◆ **Problem requirements**
Copy all records verbatim, images excluded.

◆ **Data shown**

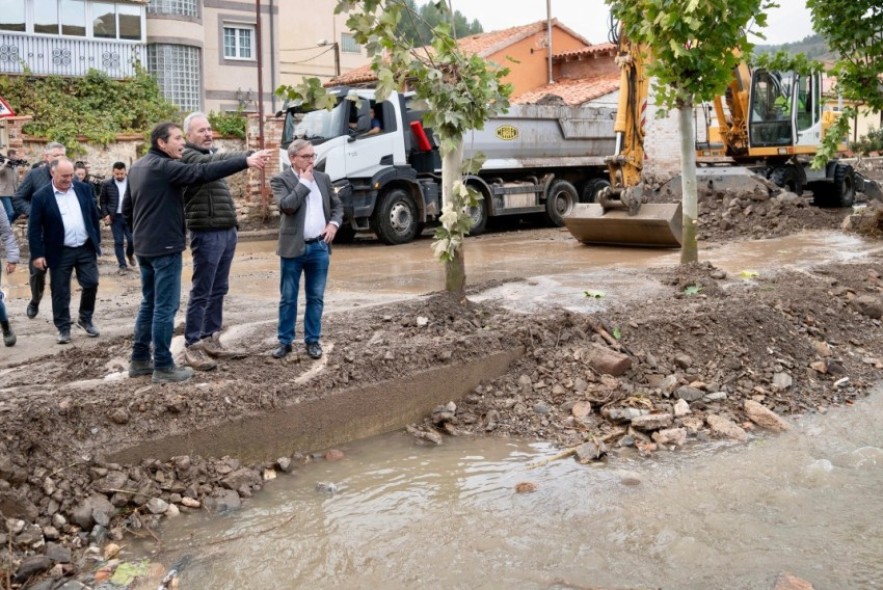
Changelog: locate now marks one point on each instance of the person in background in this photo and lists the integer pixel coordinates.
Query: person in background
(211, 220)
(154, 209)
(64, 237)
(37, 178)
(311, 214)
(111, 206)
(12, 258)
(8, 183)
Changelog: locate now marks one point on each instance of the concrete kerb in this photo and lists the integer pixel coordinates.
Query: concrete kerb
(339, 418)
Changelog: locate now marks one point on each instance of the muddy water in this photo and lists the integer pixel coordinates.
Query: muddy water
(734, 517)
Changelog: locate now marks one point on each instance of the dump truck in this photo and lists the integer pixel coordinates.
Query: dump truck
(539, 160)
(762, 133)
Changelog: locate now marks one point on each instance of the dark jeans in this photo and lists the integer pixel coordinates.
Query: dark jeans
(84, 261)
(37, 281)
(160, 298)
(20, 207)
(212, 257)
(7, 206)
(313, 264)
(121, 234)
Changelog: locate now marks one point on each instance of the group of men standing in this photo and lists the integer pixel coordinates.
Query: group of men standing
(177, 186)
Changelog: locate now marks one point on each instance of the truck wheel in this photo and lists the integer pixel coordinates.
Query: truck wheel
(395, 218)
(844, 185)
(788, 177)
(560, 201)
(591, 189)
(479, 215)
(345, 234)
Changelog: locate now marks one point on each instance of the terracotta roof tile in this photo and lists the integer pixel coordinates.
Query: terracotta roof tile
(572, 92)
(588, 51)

◆ **Reply**
Changelog: locate now marks one point on each instance of the person in background in this photo and lists the integer pixel coordinates.
Query: person in background
(211, 220)
(154, 209)
(64, 237)
(37, 178)
(311, 214)
(111, 206)
(12, 258)
(8, 183)
Changelog: locate now marks one point on each instance of the concrete kerb in this photo and lists the integer pixel coordinates.
Query: concrete kerb
(339, 418)
Changelog: locate now marks one point on each instance of the muddy water in this photo and lists the integer pixel coordinates.
Query: muddy water
(734, 517)
Changelog: locate now marks one point on each instance of the dump truck in this photo and lists the integer pixel coordinates.
Query: dump truck
(539, 160)
(762, 133)
Changelog: locate now marks one point on each instance of the dark jeans in this photo and lists the integer pixel coordinates.
Query: dark jeans
(84, 261)
(37, 281)
(160, 298)
(20, 207)
(212, 257)
(7, 206)
(313, 264)
(121, 234)
Changelog: locate now marks one point on each instance of the group of men standing in this photo and lists the integer pixel coordinates.
Query: group of men standing
(177, 186)
Changelog: locate now marks one point on each instance of the truck wheel in this photo and lists the integer pixel coordinates.
Query: truck wheel
(395, 218)
(844, 185)
(788, 177)
(560, 201)
(591, 189)
(479, 215)
(345, 234)
Changelog: locate now marks one point on each instance of the terracotta roof tile in this photo and lists the integer pixel coordinates.
Query: terracotta roof tile
(572, 92)
(588, 51)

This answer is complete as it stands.